▸ TEKS BACAAN
**********
Friday 19 September 2008

global pop culture

'GLOBAL POP CULTURE'
(Sebuah Proses Globalisasi atau Hegemoni Sosial Budaya?)
Alfina Hidayah

Pendahuluan

Adalah periode bersejarah bagi perubahan dunia yang sangat cepat dan dramatis semenjak dekade terakhir pada abad ke-20 hingga saat ini, dan proses globalisasi merupakan bagian yang berperan penting dari perubahan tersebut.(1) Globalisasi juga telah memberi warna dan erat hubungannya dengan ilmu-ilmu sosial; seperti masyarakat, golongan dan budaya.(2) Produk yang ditawarkan adalah konsep global masyarakat Barat kepada dunia Timur, khususnya negara-negara berkembang. Fenomena tersebut tidak hanya berkutat dalam urusan politik, ekonomi, agama atau teknologi namun juga mencakup ranah kehidupan masyarakat yang lebih luas, yaitu sosial dan budaya. Semua komponen tersebut merupakan objek globalisasi yang saling berhubungan satu dengan lainnya, sehingga munculah negara-negara yang berideologi, berbudaya, beretika dan bermoral tunggal yang terangkum dalam sebuah masyarakat global.

Globalisasi dan Perubahan Sosial Budaya

Dengan tumbangnya Uni Soviet dan Komunisme oleh ‘kekuatan baru’ Kapitalisme, maka Uni Soviet terbagi menjadi beberapa bagian negara-negara baru. Sedangkan negara-negara lain dibelahan timur baru saja berangsur bangkit dari jerat kolonialisme, sehingga mereka masih mengejar keterbelakangan dalam membangun sistem sosial, perekonomian dan politiknya. Dari sinilah globalisasi mulai di perkenalkan. Ia juga berperan penting dalam mengusung paham Kapitalisme ke negara-negara berkembang yang masih mencari jati dirinya. Fenomena tersebut merupakan indikasi atas upaya Barat dalam mengokohkan tancapan hegemoninya terhadap bangsa timur. Adapun maksud sesungguhnya adalah supremasi Amerika atas dunia. Hal serupa juga diungkapkan oleh Roger Gharoudy, orientalis Prancis yang kemudian memeluk Islam dan dikenal sebagai filosof muslim Perancis.(3)
**********
▸ DATA YANG TERSEDIA
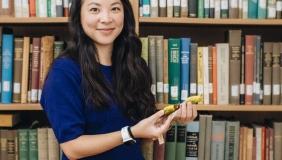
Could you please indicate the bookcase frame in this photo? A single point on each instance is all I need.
(147, 20)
**********
▸ YANG HARUS DIKERJAKAN
1: Ulangi kata demi kata bagian teks tentang globalisasi dari "Adalah periode bersejarah" sampai "sebuah masyarakat global.".
2: Sambung teks tentang globalisasi setelah kalimat terakhir yang tercantum.

▸ JAWABAN YANG DIBERIKAN
1:
Adalah periode bersejarah bagi perubahan dunia yang sangat cepat dan dramatis semenjak dekade terakhir pada abad ke-20 hingga saat ini, dan proses globalisasi merupakan bagian yang berperan penting dari perubahan tersebut.(1) Globalisasi juga telah memberi warna dan erat hubungannya dengan ilmu-ilmu sosial; seperti masyarakat, golongan dan budaya.(2) Produk yang ditawarkan adalah konsep global masyarakat Barat kepada dunia Timur, khususnya negara-negara berkembang. Fenomena tersebut tidak hanya berkutat dalam urusan politik, ekonomi, agama atau teknologi namun juga mencakup ranah kehidupan masyarakat yang lebih luas, yaitu sosial dan budaya. Semua komponen tersebut merupakan objek globalisasi yang saling berhubungan satu dengan lainnya, sehingga munculah negara-negara yang berideologi, berbudaya, beretika dan bermoral tunggal yang terangkum dalam sebuah masyarakat global.

2:
Dilihat dari sudut pandang etimologi, 'globalisasi' merupakan sebuah sistem organisasi atau bisnis yang beroperasi dalam skala global,(4) istilah tersebut telah diperkenalkan untuk pertama kalinya pada era 60an yang sebagian besar digunakan dalam konteks Ekonomi. Pada bidang Ekonomi dan Manajemen Sastra, adalah Levitt (1983) yang mengenalkan istilah globalisasi yang tertuang dalam bukunya, Globalization of Markets. Di bidang Sosiologi, ada Roland Robertson yang mengenalkan istilah ini pada tahun 80-an, dan pada studi Media & Budaya, Marshall McLuhan telah memakai istilah 'global village' dalam bukunya Understanding Media di tahun 60an. Kemudian beranjak ke tahun 1990an dimana penggunaan istilah tersebut sangat pesat dan telah menjelma menjadi kosakata harian, tidak hanya diucapkan oleh para akademis dan pebisnis, namun juga telah menyapa media serta sudut kehidupan masyarakat luas.(5)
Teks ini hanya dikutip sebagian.